= MATERIAL PROVIDED =
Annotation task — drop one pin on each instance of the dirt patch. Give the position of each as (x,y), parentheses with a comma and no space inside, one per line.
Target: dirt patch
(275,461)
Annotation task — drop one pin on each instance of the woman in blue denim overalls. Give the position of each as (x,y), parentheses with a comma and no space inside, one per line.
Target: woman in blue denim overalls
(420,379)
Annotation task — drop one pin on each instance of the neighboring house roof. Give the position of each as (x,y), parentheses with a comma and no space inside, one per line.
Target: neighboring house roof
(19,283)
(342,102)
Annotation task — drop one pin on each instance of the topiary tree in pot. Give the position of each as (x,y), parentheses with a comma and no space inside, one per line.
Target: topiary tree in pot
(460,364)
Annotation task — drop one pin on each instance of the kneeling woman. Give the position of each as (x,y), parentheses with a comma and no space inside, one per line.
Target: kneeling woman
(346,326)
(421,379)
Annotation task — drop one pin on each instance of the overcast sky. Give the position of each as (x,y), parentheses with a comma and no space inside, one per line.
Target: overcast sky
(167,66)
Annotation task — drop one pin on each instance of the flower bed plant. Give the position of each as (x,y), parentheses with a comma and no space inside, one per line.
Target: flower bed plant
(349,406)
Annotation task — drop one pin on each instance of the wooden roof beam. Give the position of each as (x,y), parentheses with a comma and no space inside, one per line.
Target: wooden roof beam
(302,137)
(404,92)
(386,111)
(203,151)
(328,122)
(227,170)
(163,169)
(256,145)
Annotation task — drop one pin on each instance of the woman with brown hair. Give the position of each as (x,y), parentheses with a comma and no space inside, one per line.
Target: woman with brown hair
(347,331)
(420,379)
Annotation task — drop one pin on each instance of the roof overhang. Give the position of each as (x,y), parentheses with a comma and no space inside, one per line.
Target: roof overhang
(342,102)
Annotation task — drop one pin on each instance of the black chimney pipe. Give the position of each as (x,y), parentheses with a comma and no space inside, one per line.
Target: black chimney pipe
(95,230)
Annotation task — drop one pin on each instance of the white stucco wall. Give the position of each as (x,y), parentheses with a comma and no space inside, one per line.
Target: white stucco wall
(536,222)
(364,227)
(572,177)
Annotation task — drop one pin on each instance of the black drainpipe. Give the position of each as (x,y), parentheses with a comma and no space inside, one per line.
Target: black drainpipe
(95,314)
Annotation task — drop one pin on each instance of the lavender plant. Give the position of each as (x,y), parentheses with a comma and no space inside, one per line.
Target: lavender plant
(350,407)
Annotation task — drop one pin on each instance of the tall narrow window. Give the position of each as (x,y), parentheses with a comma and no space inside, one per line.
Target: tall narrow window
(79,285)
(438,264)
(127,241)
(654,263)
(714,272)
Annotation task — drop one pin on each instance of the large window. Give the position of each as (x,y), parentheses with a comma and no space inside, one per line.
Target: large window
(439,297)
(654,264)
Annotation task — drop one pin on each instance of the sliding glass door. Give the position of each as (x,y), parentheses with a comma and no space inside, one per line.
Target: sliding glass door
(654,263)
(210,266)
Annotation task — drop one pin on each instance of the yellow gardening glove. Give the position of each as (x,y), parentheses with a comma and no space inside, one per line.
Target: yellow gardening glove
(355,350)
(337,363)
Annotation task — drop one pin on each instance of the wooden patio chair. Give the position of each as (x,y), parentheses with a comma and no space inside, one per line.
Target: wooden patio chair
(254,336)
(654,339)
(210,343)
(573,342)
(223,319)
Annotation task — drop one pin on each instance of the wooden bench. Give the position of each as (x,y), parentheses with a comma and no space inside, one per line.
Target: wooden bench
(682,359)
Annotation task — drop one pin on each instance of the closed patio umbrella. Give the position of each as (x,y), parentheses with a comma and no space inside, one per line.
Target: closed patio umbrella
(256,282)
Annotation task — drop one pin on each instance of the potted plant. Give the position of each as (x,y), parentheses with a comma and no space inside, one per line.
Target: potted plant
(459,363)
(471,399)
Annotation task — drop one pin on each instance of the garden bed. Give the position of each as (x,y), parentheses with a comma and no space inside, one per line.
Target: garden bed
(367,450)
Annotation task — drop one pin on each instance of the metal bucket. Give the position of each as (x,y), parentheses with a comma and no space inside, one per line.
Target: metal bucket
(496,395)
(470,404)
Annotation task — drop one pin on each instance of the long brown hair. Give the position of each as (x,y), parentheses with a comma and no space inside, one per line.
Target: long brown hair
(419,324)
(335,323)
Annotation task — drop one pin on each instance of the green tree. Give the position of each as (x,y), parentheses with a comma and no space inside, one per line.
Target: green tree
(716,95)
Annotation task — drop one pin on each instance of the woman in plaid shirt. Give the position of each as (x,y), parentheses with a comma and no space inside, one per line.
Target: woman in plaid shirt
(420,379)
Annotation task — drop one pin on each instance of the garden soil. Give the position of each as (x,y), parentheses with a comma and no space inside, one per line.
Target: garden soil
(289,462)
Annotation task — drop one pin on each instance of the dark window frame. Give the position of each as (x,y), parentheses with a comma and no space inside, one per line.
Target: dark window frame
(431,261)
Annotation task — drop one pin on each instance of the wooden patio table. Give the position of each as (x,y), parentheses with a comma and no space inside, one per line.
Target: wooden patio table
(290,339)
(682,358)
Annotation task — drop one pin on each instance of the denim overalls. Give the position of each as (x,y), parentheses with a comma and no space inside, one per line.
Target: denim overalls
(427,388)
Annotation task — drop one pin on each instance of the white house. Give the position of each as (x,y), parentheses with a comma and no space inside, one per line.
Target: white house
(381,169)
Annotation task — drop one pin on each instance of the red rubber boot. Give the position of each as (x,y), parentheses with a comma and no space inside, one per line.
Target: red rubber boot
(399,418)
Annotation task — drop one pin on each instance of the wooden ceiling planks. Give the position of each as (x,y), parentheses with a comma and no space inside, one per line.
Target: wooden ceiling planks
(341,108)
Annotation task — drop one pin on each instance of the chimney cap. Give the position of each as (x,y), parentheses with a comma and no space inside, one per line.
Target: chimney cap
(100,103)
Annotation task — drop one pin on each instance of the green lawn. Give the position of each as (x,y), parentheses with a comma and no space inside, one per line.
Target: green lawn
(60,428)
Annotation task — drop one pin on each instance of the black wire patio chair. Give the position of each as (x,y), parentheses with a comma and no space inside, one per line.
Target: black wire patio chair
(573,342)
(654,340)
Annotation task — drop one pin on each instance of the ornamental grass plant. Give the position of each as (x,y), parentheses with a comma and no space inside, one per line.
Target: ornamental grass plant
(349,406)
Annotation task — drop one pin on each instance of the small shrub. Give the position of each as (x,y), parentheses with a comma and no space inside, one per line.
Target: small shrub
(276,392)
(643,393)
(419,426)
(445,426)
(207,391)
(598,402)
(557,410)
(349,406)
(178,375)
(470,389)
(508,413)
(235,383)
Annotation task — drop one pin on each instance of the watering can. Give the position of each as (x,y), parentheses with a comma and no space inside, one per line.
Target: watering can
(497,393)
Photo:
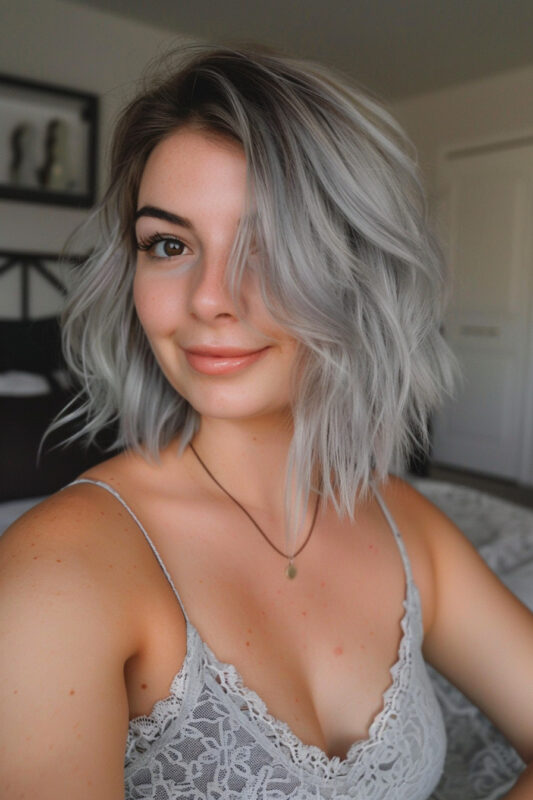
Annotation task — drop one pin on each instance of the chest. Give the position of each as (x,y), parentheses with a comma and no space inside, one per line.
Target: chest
(317,650)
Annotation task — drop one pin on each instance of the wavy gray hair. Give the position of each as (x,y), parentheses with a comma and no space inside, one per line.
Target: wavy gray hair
(348,265)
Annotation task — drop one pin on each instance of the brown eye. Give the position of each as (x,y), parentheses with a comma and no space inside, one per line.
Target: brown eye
(166,248)
(162,246)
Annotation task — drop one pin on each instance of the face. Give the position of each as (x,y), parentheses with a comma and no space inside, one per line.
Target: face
(191,198)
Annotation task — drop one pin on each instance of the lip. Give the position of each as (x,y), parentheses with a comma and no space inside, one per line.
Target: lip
(219,352)
(215,361)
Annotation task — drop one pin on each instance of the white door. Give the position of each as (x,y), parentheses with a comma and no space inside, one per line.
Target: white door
(488,214)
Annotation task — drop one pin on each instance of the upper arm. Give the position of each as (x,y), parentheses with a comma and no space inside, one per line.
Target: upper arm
(481,635)
(62,690)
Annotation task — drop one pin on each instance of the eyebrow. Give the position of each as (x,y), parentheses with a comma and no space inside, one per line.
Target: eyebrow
(160,213)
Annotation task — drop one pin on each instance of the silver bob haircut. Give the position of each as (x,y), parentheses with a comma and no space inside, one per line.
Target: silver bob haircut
(347,265)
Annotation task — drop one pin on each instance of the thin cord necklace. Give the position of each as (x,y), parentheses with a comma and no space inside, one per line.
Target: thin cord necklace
(290,569)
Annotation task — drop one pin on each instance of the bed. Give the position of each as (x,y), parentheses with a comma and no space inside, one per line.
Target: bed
(480,764)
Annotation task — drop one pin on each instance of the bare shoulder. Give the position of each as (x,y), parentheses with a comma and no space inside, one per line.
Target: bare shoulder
(78,540)
(66,632)
(426,531)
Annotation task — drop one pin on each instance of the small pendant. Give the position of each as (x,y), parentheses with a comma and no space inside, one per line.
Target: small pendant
(291,571)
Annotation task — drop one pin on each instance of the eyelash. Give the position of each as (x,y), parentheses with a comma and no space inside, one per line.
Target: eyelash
(151,241)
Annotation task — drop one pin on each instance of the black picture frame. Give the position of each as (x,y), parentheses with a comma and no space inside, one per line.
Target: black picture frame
(48,143)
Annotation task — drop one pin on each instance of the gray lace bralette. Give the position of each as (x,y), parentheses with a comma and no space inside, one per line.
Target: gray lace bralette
(213,738)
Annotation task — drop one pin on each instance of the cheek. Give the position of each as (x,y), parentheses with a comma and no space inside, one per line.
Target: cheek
(156,304)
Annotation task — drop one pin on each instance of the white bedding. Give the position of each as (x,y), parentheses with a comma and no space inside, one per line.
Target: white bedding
(480,763)
(14,509)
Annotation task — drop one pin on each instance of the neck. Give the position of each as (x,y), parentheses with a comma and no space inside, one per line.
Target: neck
(248,459)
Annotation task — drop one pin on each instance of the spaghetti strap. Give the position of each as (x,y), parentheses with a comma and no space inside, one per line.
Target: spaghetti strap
(398,537)
(132,514)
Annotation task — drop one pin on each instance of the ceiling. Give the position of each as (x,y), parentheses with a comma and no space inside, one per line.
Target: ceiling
(396,48)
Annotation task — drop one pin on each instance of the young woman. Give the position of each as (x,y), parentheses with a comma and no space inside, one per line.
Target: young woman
(237,604)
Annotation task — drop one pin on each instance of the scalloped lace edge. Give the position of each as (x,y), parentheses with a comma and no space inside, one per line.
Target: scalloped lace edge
(278,732)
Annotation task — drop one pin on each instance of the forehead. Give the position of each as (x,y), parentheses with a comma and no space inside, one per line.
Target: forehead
(189,165)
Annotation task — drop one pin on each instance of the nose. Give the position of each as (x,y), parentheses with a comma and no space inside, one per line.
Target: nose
(209,297)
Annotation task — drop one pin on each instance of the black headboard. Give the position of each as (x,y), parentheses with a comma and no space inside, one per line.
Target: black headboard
(34,346)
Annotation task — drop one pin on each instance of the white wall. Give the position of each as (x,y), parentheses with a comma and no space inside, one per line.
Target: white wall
(80,48)
(482,111)
(488,111)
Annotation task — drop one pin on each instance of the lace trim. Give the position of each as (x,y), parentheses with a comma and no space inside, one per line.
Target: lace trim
(144,730)
(308,756)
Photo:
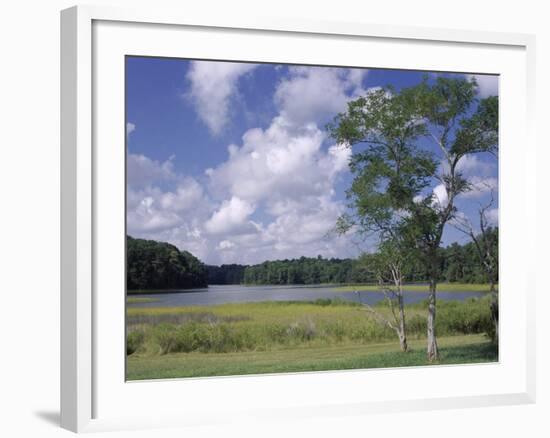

= PROBLEM STATEMENT =
Substitute "painted wall" for "white wall" in the stretch from the line containing "the white wall." through the last of the lines. Give that stretch again with nothing else changed, and leave out the pictures.

= WRITTEN ANSWER =
Annotation task — drop one pin on each instance of the painted wall. Give the position of each as (x,y), parentheses with a comma and no space inside, one per line.
Target: painted wall
(80,48)
(482,111)
(488,111)
Annotation task — drop one pin on each instance of the lace trim. Give the position of each as (x,y), parentheses with a comma and no space inside, one per line.
Target: lace trim
(144,730)
(308,756)
Photo:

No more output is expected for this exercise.